Fragmento del texto =
========

The ants in Cipriano de la Huerga
(c. 1509-1560)
Cipriano de la Huerga fue un monje
cisterciense nacido en León, catedrático de la Universidad Complutense y
notabilísimo humanista y escriturista que contó entre sus discípulos a Fray
Luis de León y Arias Montano. Buena parte de su extensa obra está perdida. En
1990 un grupo de estudiosos dirigidos por Gaspar Morocho inició la búsqueda,
compilación y edición de todos los textos conocidos de Cipriano de la Huerga. Estas
Obras Completas suman actualmente 10
volúmenes, publicados por el Secretariado de Publicaciones de la Universidad de
León.
En el volumen VIII se incluye un
curiosísimo texto titulado “Competencia de la hormiga con el hombre” (1559),
descubierto entre los folios de un manuscrito de la Biblioteca del Palacio Real
de Madrid. Lo editó y anotó Francisco Javier Fuente Fernández.

========

Instrucciones =
[a] En el texto sobre Cipriano de la Huerga, ¿en qué volumen de sus Obras Completas aparece “Competencia de la hormiga con el hombre”?
[b] Extrae del texto sobre Cipriano de la Huerga, sin cambios, el pasaje que va desde "Cipriano de la Huerga fue" hasta "Javier Fuente Fernández.", ambos incluidos.

Material proporcionado =
========

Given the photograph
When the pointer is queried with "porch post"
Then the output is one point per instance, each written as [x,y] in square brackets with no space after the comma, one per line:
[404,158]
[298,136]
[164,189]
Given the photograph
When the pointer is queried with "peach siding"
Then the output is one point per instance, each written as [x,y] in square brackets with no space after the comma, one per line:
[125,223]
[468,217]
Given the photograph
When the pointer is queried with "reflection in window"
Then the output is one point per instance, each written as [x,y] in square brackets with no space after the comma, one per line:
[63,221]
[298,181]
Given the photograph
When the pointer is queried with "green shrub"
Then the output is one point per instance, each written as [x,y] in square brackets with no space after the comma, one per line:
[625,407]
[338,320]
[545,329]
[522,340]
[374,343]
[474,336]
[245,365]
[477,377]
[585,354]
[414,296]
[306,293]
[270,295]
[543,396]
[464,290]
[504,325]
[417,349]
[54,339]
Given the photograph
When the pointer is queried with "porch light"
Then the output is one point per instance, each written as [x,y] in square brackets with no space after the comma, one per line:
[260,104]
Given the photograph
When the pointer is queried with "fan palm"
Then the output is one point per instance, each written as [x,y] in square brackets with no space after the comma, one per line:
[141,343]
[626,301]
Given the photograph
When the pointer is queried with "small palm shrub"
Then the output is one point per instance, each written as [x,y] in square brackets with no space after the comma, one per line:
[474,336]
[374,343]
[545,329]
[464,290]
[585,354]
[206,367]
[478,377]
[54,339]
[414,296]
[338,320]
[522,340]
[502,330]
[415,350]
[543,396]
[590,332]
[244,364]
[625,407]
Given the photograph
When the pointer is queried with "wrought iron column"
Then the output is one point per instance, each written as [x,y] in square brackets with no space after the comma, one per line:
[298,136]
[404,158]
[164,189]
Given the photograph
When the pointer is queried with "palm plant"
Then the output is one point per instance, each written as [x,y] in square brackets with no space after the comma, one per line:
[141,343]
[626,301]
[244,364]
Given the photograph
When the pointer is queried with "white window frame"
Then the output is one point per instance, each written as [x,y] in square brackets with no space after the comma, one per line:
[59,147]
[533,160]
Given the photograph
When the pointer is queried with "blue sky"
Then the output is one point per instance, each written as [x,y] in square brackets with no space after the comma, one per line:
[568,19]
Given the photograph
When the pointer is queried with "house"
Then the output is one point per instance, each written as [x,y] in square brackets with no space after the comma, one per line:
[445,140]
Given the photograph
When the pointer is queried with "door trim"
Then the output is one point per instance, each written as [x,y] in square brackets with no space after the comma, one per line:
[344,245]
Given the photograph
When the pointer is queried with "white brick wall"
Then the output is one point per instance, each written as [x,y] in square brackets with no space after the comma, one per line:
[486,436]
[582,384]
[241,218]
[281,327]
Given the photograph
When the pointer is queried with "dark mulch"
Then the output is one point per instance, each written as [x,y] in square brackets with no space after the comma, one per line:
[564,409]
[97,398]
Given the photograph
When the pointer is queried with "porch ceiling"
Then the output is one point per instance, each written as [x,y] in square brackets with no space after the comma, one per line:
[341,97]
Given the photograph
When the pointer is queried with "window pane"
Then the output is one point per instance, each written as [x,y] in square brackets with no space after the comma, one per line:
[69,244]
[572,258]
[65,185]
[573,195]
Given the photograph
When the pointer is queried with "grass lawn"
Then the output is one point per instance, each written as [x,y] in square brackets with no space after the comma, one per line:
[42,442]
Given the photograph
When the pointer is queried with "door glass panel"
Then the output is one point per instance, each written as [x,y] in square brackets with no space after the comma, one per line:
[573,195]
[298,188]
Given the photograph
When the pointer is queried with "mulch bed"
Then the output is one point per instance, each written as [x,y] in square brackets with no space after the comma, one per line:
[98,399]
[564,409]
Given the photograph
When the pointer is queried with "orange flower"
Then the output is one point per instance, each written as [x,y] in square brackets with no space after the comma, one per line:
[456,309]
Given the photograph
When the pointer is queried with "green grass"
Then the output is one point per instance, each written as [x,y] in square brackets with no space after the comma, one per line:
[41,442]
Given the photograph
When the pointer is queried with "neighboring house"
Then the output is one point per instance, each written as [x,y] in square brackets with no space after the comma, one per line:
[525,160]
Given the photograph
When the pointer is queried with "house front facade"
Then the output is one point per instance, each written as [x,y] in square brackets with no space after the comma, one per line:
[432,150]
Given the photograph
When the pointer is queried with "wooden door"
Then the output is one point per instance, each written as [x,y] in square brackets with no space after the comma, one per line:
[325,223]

========

Soluciones =
[a] En el volumen VIII.

[b]
Cipriano de la Huerga fue un monje
cisterciense nacido en León, catedrático de la Universidad Complutense y
notabilísimo humanista y escriturista que contó entre sus discípulos a Fray
Luis de León y Arias Montano. Buena parte de su extensa obra está perdida. En
1990 un grupo de estudiosos dirigidos por Gaspar Morocho inició la búsqueda,
compilación y edición de todos los textos conocidos de Cipriano de la Huerga. Estas
Obras Completas suman actualmente 10
volúmenes, publicados por el Secretariado de Publicaciones de la Universidad de
León.
En el volumen VIII se incluye un
curiosísimo texto titulado “Competencia de la hormiga con el hombre” (1559),
descubierto entre los folios de un manuscrito de la Biblioteca del Palacio Real
de Madrid. Lo editó y anotó Francisco Javier Fuente Fernández.